▶ [Exercise objective]:
Shift the answer coordinates by 110. Copy everything from the line containing "the wooden trim" down to the end of the entries, adding 110 to every number in the answer coordinates and keeping all other lines and numbers as they are.

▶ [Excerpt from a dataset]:

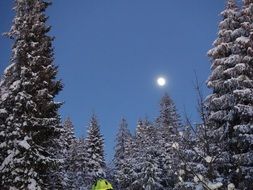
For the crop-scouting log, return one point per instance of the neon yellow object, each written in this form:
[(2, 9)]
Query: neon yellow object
[(102, 184)]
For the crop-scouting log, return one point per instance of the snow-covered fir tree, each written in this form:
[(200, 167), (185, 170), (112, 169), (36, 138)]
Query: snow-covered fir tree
[(122, 158), (145, 159), (168, 128), (68, 153), (95, 151), (230, 105), (29, 123)]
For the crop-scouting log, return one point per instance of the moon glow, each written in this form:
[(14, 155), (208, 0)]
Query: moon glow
[(161, 81)]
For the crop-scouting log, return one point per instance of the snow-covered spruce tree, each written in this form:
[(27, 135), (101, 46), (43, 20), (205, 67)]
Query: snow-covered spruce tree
[(95, 151), (29, 121), (231, 104), (145, 160), (199, 153), (81, 163), (122, 156), (168, 128), (68, 140)]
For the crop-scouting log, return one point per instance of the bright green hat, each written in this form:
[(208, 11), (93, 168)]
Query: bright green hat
[(102, 184)]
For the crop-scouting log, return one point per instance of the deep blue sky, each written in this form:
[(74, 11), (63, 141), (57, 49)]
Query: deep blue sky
[(110, 52)]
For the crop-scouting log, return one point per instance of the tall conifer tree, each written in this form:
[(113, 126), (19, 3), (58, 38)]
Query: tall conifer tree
[(95, 151), (230, 105), (29, 122)]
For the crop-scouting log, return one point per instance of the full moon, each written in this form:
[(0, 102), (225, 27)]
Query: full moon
[(161, 81)]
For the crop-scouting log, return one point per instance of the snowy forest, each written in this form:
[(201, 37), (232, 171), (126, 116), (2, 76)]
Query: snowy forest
[(40, 151)]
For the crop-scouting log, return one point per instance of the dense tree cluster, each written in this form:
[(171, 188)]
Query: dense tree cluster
[(38, 151)]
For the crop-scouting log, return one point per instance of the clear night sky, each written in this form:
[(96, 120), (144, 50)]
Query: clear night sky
[(110, 52)]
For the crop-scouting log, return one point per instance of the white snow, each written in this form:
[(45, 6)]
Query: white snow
[(24, 144), (214, 186), (243, 40), (175, 145), (33, 185), (231, 186), (208, 159)]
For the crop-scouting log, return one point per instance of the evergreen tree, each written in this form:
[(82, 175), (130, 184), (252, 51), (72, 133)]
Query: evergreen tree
[(122, 157), (230, 104), (29, 120), (68, 152), (145, 160), (95, 151), (168, 126)]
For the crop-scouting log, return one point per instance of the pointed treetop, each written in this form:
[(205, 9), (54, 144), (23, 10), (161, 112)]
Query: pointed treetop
[(247, 2), (231, 4)]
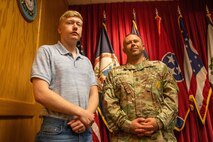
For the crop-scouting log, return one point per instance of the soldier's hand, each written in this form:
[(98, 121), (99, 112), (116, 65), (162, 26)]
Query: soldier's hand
[(135, 126)]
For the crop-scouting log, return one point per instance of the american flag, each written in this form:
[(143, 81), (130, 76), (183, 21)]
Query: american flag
[(196, 76), (104, 62), (167, 55)]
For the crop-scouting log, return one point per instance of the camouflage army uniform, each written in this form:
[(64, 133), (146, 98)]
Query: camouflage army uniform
[(144, 90)]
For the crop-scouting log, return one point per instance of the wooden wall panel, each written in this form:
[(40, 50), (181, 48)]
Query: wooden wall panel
[(19, 41)]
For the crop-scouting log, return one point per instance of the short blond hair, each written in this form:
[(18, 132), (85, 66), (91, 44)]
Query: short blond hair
[(70, 13)]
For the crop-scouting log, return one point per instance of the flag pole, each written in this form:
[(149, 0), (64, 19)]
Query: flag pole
[(190, 98)]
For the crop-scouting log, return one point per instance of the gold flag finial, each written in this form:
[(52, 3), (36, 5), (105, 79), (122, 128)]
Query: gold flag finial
[(134, 14)]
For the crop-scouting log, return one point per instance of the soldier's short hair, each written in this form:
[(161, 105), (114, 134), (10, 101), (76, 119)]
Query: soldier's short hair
[(70, 13)]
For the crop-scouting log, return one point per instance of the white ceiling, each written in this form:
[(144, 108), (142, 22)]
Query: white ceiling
[(81, 2)]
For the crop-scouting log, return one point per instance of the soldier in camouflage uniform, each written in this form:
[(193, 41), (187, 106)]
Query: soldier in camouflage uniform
[(140, 98)]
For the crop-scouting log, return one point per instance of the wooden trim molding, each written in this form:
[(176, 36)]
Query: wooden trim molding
[(18, 108)]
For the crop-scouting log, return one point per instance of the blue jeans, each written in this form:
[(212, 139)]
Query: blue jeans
[(57, 130)]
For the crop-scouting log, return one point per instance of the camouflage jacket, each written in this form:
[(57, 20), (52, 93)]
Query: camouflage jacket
[(144, 90)]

▶ [Solution for this exercise]:
For the crop-scouting log, return one point per instance of the wooden trim molding, each written in this form:
[(176, 36)]
Query: wooden trim molding
[(128, 218)]
For the crop-scouting log, return one point per instance of the blue jeans, each written in this form:
[(212, 139)]
Query: blue jeans
[(167, 240)]
For the crop-scouting log, return one point per instance of the camouflage jacket, each written in this form:
[(57, 20), (52, 93)]
Query: camouflage jacket
[(254, 200)]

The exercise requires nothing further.